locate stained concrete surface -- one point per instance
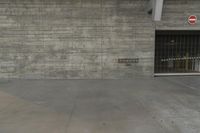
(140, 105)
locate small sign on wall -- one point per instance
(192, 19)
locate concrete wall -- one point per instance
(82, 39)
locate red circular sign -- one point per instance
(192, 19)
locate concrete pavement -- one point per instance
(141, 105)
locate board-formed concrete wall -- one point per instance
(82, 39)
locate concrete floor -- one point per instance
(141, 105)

--

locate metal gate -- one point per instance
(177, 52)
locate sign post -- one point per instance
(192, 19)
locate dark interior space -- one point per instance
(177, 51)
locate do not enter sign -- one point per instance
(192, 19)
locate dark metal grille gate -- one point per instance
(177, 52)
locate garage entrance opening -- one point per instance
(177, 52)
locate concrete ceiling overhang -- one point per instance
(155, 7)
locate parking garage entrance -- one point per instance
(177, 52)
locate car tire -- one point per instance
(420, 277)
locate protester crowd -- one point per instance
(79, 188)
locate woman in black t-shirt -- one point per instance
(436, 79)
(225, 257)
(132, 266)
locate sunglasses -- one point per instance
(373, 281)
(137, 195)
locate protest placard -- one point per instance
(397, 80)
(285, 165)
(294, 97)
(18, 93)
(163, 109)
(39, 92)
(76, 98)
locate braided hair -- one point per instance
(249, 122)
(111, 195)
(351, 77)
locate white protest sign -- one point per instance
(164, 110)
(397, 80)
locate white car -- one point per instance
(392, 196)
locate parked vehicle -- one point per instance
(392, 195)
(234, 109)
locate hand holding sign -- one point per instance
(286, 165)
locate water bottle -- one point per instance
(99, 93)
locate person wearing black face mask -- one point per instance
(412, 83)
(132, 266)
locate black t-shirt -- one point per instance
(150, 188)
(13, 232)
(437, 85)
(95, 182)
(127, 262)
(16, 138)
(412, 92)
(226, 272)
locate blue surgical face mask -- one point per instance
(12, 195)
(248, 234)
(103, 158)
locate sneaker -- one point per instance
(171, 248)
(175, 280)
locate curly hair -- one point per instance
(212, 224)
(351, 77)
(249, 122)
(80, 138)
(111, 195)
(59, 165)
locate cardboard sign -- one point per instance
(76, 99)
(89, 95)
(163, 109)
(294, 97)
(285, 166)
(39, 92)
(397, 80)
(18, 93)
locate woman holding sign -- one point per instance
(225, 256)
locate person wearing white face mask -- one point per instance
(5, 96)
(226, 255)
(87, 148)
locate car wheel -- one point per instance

## What the task asks
Rescale the stretch from the line containing "locate blue surgical" through the line containing "locate car wheel -- one point per instance", both ends included, and write out only those lines, requests too, multiplying each point coordinate by 0.35 and rounding it to a whole number, with halves rounded up.

## Correct answer
locate blue surgical face mask -- one point per instance
(4, 68)
(87, 82)
(36, 55)
locate sneaker -- one point per instance
(60, 87)
(61, 98)
locate curly hair -- one point per instance
(74, 78)
(123, 27)
(87, 43)
(28, 48)
(39, 68)
(21, 58)
locate cardboard sign -- one point per instance
(27, 35)
(31, 33)
(57, 38)
(103, 34)
(100, 58)
(14, 32)
(139, 28)
(6, 33)
locate woman holding sign -- one point per instance
(79, 90)
locate person wearing white face mask -- one point per instance
(2, 34)
(79, 89)
(30, 52)
locate car wheel -- one point per instance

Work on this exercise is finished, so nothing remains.